Reproduce, without alteration, the portion of the Duchenne muscular dystrophy text that lies between "Duchenne muscular dystrophy (DMD), caused" and "and social interaction.", inclusive.

▶ Page text:
---+---

The assistant professor at Virginia Commonwealth University provided comment on her presentation from AANEM 2023, and the need to raise awareness towards nonneuromuscular symptoms of Duchenne muscular dystrophy. [WATCH TIME: 4 minutes]
WATCH TIME: 4 minutes
"We have families who say that transition from preschool to school is challenging. School readiness is one [example of these invisible symptoms]. There is also literature that suggests that academic underperformance is because of their cognitive disability."
Duchenne muscular dystrophy (DMD), caused by various types of mutations within the dystrophin gene, is the most common single gene disorder leading to muscle wasting. Although most affected boys are not intellectually disabled, the risk of cognitive impairment is increased in these patients. Some studies have shown up to 30% of patients have intellectual disability with a full scale intelligence quotient (FSIQ) of less than 70, including around 3.0% of them with severe impairment, represented by FSIQ of less than 50. In addition to the varying degrees of nonprogressing cognitive impairment in patients with DMD, this group also experiences difficulties with communicating and social interaction.

---+---

▶ Data extract:
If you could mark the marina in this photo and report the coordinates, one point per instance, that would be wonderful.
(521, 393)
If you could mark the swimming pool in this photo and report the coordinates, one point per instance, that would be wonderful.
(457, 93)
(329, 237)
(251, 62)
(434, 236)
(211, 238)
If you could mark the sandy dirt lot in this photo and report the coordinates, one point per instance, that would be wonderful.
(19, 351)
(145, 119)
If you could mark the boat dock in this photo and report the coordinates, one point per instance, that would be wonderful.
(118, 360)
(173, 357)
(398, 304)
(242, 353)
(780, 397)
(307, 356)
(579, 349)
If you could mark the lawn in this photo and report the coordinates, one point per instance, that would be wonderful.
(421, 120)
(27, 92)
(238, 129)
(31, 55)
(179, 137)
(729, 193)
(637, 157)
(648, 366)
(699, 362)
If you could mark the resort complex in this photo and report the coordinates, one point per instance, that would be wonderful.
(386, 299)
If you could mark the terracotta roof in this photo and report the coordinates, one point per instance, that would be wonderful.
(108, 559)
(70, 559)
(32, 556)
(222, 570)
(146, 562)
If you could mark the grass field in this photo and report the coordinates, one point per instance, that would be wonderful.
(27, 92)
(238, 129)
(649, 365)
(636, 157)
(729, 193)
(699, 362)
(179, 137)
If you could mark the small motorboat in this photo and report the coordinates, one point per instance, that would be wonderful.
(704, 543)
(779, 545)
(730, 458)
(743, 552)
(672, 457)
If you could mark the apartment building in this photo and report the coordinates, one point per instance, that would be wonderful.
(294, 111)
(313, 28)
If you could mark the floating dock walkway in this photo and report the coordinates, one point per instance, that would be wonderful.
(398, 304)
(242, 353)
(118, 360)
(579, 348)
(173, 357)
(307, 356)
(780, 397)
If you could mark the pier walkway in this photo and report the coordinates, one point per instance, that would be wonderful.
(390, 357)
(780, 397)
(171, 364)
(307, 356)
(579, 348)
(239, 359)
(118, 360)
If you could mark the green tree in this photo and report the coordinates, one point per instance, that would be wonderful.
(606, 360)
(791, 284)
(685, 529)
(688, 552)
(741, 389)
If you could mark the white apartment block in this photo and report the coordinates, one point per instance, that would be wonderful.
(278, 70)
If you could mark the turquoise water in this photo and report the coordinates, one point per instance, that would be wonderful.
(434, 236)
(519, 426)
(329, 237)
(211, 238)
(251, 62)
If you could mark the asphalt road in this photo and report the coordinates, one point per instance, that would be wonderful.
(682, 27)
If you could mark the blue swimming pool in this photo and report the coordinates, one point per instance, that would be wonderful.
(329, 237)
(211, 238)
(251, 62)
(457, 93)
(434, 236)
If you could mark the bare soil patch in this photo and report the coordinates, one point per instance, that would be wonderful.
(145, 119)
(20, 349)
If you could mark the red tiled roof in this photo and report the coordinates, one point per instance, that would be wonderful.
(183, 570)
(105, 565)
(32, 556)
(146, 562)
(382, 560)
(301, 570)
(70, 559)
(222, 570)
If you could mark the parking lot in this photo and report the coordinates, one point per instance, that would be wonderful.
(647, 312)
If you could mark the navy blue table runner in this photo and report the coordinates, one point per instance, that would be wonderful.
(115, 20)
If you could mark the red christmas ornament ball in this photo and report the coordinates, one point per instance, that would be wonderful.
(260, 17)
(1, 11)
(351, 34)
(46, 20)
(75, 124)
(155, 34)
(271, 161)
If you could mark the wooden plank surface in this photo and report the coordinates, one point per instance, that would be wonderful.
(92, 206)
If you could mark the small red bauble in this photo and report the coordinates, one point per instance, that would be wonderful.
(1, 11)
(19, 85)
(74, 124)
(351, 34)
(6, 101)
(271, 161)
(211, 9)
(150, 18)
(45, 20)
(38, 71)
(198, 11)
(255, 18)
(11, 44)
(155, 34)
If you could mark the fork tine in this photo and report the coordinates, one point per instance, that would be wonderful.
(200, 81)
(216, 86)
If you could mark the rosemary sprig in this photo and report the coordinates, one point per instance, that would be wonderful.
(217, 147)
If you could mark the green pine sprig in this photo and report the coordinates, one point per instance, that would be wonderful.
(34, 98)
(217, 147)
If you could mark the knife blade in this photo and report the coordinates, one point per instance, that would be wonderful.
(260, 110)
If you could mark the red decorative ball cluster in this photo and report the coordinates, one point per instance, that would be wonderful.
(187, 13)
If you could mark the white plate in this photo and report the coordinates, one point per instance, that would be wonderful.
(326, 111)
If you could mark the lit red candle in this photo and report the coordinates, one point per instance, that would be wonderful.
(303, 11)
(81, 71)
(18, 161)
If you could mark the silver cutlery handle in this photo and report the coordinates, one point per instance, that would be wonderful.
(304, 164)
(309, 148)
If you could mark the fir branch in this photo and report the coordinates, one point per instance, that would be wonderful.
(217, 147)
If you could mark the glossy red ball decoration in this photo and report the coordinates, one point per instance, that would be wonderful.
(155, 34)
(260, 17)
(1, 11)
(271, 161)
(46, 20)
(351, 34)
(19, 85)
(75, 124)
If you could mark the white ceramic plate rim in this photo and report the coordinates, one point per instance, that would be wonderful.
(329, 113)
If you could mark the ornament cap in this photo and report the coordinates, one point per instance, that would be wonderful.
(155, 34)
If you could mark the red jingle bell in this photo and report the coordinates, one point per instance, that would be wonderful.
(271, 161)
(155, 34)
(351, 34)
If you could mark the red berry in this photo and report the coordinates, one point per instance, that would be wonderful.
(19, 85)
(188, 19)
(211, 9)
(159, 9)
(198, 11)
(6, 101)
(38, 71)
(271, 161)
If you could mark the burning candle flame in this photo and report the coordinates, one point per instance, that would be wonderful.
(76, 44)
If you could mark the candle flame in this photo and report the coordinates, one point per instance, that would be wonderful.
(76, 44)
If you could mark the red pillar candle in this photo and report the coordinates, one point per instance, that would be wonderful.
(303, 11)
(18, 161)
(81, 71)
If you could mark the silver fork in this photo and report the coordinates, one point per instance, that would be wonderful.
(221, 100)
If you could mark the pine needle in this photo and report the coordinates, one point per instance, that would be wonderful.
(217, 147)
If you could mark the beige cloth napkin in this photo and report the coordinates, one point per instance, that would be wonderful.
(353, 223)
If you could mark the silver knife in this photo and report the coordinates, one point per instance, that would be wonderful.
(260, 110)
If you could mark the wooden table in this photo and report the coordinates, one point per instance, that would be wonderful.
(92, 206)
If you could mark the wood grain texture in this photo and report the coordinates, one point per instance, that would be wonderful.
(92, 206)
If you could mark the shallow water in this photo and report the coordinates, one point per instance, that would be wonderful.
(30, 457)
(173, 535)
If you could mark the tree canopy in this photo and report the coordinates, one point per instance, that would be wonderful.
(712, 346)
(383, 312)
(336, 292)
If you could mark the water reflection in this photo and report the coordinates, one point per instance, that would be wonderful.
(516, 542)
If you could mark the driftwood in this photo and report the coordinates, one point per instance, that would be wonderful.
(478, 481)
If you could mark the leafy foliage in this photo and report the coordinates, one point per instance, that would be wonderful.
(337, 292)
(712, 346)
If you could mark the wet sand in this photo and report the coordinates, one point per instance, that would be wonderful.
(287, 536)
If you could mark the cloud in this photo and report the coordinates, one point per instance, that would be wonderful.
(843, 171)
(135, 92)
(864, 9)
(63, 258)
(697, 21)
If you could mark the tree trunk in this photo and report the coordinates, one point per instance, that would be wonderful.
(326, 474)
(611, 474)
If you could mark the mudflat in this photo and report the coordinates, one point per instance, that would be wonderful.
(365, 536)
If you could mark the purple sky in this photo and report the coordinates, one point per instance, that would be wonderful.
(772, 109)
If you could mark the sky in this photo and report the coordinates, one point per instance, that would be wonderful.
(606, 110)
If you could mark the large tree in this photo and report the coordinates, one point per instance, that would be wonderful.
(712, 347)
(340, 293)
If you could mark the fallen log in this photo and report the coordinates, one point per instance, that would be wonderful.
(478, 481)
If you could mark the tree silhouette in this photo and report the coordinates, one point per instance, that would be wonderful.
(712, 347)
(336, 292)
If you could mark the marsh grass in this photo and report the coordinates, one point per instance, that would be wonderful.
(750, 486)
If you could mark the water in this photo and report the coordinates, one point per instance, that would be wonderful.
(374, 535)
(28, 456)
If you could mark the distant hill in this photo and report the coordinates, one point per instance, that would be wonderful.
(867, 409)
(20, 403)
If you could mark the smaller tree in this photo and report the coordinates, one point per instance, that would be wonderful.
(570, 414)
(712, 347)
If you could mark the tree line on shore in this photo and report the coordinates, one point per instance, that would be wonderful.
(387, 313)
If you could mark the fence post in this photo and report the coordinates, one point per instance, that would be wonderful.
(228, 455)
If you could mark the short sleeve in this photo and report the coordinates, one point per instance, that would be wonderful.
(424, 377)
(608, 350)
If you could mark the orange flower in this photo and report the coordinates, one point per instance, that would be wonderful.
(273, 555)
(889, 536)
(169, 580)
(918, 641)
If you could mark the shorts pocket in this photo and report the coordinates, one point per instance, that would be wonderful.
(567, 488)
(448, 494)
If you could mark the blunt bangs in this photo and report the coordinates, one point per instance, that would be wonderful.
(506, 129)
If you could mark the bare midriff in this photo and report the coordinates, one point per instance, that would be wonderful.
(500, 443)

---+---

▶ Solution for this problem:
Duchenne muscular dystrophy (DMD), caused by various types of mutations within the dystrophin gene, is the most common single gene disorder leading to muscle wasting. Although most affected boys are not intellectually disabled, the risk of cognitive impairment is increased in these patients. Some studies have shown up to 30% of patients have intellectual disability with a full scale intelligence quotient (FSIQ) of less than 70, including around 3.0% of them with severe impairment, represented by FSIQ of less than 50. In addition to the varying degrees of nonprogressing cognitive impairment in patients with DMD, this group also experiences difficulties with communicating and social interaction.